What Napoleonic wargamer worth his salt doesn't aspire to refight Borodino? The emblematic battle of Napoleon's doomed invasion of Russia is as grand and glorious as Napoleonics gets. (And as grim and horrible: some 70,000 of the 250,000 on the field were killed or wounded in this sanguinary contest.)
We last tried it in 2018. After that playtest, Mark revised his scenario. As if his Tyrol game were not enough fun for one Christmas holiday, he then rolled out Borodino for us last week. (Having also played it with Colin in the interim, per Colin's blog post here.) "Us" was just 2.5 players: Mark as the Russians, me as the French, with Crispin commanding the French left for the first half of the game. Despite being short-handed, we rattled through and finished in about four hours of play - and most excellent play it was.
The short summary is this. We started with a big right hook around the fleches and a pinning attack on the Raevsky redoubt. We shifted pressure to the centre to distract Russian reserves, then stormed the fleches from the south. Poniatowski and Murat got far enough round on the right to threaten the Russian line of communications, but endless Russian reserves eventually stalled them, while more Russians menaced our own LOC on our left. The climax saw the Garde Impériale committed to counter that and attempt to storm Borodino for the one more objective needed for a French win. They came within a moustache whisker of getting in, but Russian artillery made the difference. Result: an epic, tense, gripping, see-sawing, honourable draw.
====
• SET EXERCISE A
Quote the stretch of the Borodino game report from "The short summary" through "see-sawing, honourable draw.".
====
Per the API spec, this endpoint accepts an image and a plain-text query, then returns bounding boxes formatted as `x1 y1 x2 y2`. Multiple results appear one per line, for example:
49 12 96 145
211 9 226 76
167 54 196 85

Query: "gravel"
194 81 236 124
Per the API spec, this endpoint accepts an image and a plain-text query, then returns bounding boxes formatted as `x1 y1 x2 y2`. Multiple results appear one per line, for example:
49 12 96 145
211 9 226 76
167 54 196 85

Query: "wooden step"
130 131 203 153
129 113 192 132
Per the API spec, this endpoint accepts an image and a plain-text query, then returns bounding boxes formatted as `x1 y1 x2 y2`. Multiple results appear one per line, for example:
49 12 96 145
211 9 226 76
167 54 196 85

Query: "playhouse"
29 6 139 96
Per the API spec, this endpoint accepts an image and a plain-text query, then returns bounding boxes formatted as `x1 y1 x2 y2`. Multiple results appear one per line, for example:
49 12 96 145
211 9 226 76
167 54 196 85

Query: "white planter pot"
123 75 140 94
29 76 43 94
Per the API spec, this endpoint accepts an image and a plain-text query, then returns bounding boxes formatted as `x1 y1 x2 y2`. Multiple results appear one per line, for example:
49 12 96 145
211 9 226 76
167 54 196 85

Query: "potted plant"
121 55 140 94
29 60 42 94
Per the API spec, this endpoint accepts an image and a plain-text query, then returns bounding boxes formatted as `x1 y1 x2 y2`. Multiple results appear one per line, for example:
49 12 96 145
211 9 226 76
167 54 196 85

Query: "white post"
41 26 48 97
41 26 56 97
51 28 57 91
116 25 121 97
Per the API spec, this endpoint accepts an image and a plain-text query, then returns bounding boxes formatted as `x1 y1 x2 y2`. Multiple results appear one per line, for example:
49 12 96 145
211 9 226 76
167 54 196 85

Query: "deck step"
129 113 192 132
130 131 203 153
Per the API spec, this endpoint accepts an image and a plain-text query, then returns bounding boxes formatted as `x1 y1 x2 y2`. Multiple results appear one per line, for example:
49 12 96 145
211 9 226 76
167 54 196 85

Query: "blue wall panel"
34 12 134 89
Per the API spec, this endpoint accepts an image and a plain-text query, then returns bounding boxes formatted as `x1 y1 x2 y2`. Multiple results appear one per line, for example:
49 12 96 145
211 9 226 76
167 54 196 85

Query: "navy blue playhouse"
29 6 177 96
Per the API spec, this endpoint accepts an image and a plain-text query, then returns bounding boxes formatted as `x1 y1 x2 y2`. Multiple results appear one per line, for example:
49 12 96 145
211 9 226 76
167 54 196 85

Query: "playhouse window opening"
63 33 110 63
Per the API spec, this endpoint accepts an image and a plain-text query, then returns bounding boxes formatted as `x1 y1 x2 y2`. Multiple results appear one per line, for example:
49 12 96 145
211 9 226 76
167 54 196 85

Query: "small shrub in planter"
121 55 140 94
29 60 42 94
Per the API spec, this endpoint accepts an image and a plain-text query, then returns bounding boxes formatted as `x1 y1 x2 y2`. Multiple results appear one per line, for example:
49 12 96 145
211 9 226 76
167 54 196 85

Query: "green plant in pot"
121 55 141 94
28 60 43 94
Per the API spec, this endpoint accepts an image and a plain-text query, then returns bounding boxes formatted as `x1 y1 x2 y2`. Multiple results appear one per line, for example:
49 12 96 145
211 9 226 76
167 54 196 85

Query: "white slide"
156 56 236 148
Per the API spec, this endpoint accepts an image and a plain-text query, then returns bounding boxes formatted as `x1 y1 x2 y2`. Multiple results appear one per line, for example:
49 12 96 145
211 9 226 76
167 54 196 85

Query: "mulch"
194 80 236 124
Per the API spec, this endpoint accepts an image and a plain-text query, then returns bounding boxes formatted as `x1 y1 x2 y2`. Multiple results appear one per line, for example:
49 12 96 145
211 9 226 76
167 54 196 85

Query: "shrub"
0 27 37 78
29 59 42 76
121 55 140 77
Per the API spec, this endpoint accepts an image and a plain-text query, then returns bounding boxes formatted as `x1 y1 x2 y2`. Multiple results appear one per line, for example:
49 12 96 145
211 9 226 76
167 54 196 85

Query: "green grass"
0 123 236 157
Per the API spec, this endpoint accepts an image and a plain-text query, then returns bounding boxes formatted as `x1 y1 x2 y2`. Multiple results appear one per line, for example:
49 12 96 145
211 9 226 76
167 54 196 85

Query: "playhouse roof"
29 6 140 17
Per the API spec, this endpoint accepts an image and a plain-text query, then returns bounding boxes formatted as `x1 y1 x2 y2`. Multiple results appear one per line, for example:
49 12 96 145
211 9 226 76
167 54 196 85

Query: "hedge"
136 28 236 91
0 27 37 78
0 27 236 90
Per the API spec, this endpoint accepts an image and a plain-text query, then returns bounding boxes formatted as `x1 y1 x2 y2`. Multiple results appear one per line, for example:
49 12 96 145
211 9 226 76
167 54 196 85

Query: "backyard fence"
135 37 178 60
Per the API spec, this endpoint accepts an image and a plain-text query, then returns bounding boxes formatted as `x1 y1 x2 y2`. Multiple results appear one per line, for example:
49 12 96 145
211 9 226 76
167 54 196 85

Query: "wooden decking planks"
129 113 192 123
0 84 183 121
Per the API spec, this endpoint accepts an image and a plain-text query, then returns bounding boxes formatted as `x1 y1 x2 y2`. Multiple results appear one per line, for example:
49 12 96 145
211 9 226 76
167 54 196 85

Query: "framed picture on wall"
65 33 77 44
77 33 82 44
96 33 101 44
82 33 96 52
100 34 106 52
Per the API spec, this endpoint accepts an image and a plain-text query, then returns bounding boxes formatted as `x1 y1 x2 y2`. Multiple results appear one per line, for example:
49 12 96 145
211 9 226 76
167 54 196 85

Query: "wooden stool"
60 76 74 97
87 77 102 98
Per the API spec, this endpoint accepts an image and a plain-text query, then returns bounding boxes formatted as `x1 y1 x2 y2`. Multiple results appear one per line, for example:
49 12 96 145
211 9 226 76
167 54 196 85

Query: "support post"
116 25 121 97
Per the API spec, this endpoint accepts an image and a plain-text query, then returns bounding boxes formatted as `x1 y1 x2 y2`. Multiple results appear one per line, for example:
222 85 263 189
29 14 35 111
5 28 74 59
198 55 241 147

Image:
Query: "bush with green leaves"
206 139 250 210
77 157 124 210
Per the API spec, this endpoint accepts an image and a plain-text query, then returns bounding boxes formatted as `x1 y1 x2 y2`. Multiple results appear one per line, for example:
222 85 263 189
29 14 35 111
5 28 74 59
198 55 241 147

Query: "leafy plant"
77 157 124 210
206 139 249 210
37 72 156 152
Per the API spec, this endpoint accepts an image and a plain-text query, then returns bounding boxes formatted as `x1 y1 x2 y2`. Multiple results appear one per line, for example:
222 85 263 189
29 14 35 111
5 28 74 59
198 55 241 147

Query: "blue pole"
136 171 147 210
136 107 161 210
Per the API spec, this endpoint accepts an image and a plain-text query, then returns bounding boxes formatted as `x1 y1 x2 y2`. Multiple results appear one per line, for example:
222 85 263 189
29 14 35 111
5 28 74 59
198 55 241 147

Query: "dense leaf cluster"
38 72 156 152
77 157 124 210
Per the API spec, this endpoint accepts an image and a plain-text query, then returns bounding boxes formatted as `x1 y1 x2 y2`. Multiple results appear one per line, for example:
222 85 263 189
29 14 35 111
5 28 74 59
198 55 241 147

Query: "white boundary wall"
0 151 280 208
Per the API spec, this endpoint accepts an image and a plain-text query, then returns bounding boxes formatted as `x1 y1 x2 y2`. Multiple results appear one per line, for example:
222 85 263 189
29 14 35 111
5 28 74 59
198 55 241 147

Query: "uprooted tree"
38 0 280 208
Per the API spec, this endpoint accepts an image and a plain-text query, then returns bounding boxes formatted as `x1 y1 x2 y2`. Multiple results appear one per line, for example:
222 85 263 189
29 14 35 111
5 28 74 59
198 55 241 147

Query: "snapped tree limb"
====
• SET EXERCISE B
Pick out every line of the listing that includes the word "wooden", and copy each one.

• WRITTEN REPLY A
The short summary is this. We started with a big right hook around the fleches and a pinning attack on the Raevsky redoubt. We shifted pressure to the centre to distract Russian reserves, then stormed the fleches from the south. Poniatowski and Murat got far enough round on the right to threaten the Russian line of communications, but endless Russian reserves eventually stalled them, while more Russians menaced our own LOC on our left. The climax saw the Garde Impériale committed to counter that and attempt to storm Borodino for the one more objective needed for a French win. They came within a moustache whisker of getting in, but Russian artillery made the difference. Result: an epic, tense, gripping, see-sawing, honourable draw.

• WRITTEN REPLY B
Query: "wooden step"
Query: "wooden decking planks"
Query: "wooden stool"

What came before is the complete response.